— START —

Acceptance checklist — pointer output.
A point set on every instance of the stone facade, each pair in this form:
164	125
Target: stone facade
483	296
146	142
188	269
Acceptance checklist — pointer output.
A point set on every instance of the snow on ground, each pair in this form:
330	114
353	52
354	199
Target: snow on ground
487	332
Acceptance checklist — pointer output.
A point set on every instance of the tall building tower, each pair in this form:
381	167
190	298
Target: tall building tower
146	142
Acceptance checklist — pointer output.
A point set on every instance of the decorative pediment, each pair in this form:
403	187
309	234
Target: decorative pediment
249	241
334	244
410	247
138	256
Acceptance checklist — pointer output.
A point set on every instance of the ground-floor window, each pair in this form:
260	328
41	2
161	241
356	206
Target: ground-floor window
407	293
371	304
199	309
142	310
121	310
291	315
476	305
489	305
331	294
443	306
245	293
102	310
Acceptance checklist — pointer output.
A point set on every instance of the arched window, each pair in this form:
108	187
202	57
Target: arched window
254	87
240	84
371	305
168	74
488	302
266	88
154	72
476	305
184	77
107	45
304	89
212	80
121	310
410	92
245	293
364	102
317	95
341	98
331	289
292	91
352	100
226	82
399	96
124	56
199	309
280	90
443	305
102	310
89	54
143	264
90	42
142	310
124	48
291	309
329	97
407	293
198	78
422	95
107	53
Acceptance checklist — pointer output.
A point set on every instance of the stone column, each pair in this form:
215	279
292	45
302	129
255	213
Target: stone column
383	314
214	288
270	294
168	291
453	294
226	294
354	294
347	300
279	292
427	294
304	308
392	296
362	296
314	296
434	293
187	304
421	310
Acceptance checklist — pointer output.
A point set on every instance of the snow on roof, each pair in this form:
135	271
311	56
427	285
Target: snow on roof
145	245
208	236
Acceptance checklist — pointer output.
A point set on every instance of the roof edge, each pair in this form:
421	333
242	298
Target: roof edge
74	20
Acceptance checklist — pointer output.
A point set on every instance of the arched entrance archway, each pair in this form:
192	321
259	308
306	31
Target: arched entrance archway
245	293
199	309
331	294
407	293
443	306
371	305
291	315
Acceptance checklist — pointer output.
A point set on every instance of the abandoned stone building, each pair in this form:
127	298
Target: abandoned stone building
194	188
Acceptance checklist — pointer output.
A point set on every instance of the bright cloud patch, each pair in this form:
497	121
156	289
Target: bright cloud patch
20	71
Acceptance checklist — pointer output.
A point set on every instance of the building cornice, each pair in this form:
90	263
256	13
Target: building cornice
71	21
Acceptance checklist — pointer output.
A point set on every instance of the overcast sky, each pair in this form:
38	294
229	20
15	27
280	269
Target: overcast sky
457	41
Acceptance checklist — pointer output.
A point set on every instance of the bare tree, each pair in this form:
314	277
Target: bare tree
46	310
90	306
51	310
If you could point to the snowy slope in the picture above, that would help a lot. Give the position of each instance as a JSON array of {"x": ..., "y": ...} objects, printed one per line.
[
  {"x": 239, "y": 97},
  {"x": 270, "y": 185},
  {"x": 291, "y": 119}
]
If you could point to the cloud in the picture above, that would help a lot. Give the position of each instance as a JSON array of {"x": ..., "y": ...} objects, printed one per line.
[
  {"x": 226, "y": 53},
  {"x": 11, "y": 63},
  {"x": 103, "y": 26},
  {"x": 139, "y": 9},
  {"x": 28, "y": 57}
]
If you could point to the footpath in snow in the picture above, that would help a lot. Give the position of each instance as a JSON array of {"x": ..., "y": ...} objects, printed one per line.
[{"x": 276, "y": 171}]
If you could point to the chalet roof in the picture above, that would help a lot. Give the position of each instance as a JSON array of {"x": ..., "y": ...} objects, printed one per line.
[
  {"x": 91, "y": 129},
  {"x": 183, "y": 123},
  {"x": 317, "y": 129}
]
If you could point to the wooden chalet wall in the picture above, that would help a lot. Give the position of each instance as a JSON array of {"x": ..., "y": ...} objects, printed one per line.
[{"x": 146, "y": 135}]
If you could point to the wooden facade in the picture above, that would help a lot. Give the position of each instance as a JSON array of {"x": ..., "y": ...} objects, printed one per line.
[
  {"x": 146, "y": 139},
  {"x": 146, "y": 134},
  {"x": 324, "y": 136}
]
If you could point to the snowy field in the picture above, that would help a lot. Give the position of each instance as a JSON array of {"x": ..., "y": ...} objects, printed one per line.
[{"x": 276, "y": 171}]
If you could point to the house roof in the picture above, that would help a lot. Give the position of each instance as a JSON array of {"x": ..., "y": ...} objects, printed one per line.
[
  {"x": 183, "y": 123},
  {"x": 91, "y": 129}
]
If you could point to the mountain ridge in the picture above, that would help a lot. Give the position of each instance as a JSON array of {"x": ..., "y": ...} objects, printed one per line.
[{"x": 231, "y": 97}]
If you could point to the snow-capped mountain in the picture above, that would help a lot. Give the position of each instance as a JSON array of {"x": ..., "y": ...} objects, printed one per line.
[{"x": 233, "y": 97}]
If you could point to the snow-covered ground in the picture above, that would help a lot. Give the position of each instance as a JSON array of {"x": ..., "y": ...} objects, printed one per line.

— END —

What you should do:
Copy out the part of the rows that begins with the line containing "If you could point to the footpath" and runs through the end of the rows, with the requests included. Scale every x and y coordinate in the answers by 1.75, rounding to whole numbers with halves rounded up, and leave the requests and their format samples unchanged.

Answer to this problem:
If you could point to the footpath in snow in the picture above, that would help a lot. Give the position of each instance as a JSON array of {"x": ..., "y": ...} objects, printed one per line.
[{"x": 483, "y": 299}]
If you could point to the chalet roof in the picture above, that would help a lot. Give the position of each instance as a JSON array of {"x": ..., "y": ...} objects, printed one per line.
[
  {"x": 159, "y": 226},
  {"x": 320, "y": 215},
  {"x": 555, "y": 226}
]
If you could point to the wooden chalet wall in the picture above, that would help a lot. Give the position of each instance as a JSON array of {"x": ..., "y": ...} objects, printed one per line.
[{"x": 256, "y": 236}]
If you could point to the wooden facade in the picture above, that would help a lot. Give the position of each instance as a JSON array of {"x": ..., "y": ...} objects, printed one per line.
[
  {"x": 256, "y": 243},
  {"x": 256, "y": 235},
  {"x": 567, "y": 238}
]
If you could point to the snowy field in the picture above, that would help a lot. Give the position of each instance as a JSON array of {"x": ..., "y": ...} objects, printed one per line.
[{"x": 483, "y": 299}]
If you could point to the house roof in the picture above, that would help a lot. Give the position of each instance as a JSON array of {"x": ..., "y": ...} objects, printed one per line.
[
  {"x": 320, "y": 215},
  {"x": 159, "y": 226}
]
If you could point to the mountain ridge in the picture above, that would help a lot. Give the position of each instance as a JSON array of {"x": ..., "y": ...} objects, printed one per line.
[{"x": 404, "y": 170}]
If you could point to the snow-capped mountain in the picture above, that would help a lot. Give the position of each instance as a JSON array of {"x": ..., "y": ...} objects, printed one per line.
[{"x": 408, "y": 170}]
If you could point to the snow-covered ground in the picture above, that would help a lot. Give the position of each instance as a JSON array of {"x": ..., "y": ...} objects, printed one per line.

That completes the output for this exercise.